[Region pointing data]
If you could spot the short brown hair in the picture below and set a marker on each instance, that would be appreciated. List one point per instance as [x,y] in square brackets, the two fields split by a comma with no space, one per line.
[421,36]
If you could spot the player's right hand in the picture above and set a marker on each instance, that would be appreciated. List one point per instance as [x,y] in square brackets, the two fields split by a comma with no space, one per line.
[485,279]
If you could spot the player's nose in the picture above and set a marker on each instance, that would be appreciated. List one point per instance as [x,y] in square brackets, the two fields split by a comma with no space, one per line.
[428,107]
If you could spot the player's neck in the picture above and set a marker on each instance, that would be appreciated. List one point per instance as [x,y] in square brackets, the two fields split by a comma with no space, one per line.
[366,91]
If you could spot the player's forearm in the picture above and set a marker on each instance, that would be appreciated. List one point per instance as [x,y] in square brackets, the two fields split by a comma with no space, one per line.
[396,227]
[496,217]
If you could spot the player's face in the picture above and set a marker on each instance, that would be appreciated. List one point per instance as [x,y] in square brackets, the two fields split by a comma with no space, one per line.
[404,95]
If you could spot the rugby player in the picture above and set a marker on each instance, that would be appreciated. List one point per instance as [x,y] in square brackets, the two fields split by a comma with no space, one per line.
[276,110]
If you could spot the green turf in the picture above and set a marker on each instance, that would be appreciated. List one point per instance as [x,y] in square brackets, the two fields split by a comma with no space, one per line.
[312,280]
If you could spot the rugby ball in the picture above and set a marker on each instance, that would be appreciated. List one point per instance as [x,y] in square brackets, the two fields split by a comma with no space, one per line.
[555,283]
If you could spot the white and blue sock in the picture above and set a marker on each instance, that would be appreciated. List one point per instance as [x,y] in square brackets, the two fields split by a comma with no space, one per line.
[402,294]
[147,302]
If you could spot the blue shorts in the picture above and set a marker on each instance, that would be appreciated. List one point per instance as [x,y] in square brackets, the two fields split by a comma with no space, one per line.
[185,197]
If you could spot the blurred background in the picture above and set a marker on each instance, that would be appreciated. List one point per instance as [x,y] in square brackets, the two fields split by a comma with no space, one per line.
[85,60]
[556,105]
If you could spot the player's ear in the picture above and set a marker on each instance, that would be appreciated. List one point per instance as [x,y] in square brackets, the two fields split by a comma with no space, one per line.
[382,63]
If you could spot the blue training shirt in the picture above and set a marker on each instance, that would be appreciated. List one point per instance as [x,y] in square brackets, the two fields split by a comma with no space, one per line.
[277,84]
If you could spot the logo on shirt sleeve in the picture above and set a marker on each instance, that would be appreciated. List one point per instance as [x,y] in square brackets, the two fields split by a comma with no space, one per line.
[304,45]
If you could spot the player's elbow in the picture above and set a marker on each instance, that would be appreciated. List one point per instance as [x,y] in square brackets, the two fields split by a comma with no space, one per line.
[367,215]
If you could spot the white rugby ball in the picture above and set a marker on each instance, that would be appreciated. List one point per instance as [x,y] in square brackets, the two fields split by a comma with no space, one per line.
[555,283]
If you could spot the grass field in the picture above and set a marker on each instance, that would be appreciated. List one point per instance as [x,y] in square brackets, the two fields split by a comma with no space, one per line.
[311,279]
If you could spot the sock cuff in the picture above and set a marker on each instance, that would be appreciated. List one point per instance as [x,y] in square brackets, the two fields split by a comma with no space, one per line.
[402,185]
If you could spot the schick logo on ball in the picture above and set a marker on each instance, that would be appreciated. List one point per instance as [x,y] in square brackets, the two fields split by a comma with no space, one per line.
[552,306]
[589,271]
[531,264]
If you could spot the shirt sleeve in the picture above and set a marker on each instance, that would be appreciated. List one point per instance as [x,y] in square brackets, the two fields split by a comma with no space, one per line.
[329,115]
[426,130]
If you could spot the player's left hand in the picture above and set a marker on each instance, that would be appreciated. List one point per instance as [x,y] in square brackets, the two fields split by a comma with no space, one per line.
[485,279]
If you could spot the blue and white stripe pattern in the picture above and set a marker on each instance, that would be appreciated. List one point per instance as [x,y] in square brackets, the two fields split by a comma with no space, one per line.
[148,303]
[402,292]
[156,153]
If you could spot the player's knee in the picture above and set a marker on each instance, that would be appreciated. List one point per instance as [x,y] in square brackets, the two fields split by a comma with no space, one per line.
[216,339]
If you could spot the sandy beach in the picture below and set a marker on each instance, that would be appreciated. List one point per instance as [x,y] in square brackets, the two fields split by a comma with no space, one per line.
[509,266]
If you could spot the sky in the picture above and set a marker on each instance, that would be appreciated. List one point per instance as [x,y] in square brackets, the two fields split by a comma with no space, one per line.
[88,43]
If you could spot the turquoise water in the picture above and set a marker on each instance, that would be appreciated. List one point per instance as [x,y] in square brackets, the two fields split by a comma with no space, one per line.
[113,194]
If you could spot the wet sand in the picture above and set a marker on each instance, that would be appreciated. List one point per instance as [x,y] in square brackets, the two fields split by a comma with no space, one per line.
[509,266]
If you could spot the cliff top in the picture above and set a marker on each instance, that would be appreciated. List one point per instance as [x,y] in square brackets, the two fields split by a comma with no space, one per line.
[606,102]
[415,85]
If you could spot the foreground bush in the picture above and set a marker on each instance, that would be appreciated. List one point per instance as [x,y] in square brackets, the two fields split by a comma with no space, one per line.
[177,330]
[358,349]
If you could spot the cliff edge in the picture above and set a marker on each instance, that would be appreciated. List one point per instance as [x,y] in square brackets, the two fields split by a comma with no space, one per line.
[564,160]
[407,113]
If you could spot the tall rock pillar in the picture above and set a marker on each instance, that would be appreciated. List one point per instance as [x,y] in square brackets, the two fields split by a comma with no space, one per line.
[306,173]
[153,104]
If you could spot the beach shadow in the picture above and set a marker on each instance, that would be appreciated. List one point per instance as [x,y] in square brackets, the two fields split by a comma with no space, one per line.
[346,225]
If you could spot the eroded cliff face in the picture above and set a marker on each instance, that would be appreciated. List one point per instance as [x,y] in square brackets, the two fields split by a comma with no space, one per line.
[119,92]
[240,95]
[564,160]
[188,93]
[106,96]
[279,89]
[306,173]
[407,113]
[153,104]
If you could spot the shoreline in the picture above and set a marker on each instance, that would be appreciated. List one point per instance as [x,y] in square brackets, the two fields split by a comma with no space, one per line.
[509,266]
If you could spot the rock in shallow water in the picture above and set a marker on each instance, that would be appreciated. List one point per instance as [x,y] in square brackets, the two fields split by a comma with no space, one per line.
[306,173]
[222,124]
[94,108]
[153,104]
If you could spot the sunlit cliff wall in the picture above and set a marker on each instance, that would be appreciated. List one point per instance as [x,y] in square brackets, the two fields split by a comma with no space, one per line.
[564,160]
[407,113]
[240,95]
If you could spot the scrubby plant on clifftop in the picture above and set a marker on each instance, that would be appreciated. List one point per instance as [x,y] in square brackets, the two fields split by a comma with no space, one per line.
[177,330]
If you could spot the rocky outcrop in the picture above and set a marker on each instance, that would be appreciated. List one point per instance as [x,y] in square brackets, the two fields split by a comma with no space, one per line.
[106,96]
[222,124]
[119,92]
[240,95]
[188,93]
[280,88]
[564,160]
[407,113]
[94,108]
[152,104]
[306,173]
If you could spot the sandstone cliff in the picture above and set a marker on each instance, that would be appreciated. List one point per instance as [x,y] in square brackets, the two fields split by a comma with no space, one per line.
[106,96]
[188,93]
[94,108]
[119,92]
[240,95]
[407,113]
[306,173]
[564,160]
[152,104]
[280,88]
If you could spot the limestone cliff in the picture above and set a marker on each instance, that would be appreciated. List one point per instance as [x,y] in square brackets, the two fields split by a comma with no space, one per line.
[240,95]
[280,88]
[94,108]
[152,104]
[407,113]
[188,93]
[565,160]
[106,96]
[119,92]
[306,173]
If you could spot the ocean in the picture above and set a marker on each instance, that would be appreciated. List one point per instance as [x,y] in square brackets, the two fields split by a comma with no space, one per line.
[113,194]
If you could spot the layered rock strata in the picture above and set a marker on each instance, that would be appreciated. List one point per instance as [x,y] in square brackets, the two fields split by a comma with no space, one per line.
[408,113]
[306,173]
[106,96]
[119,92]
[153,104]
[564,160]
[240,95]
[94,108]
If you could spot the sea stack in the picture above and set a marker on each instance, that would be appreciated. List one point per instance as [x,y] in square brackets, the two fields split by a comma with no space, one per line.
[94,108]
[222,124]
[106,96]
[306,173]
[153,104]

● **PROBLEM**
Starting at the line that contains "If you could spot the layered", retype every line through the end of the records exactly, and nothing else.

● **WRITTEN RESPONSE**
If you could spot the layered rock strata in the picture above and set a marker on each instance, that would be appreciated. List one point per instance as [x,y] in square brackets, the two fields split by a comma with no space, one per line.
[408,113]
[306,173]
[106,96]
[119,92]
[153,104]
[564,160]
[240,95]
[94,108]
If you could spot the sea stack in the picture above and set a marker on each instance, that would be appreciated. List one point per instance as [x,y] in square brackets, the two fields split by a comma with no space, one per line.
[94,108]
[222,124]
[106,96]
[306,173]
[153,104]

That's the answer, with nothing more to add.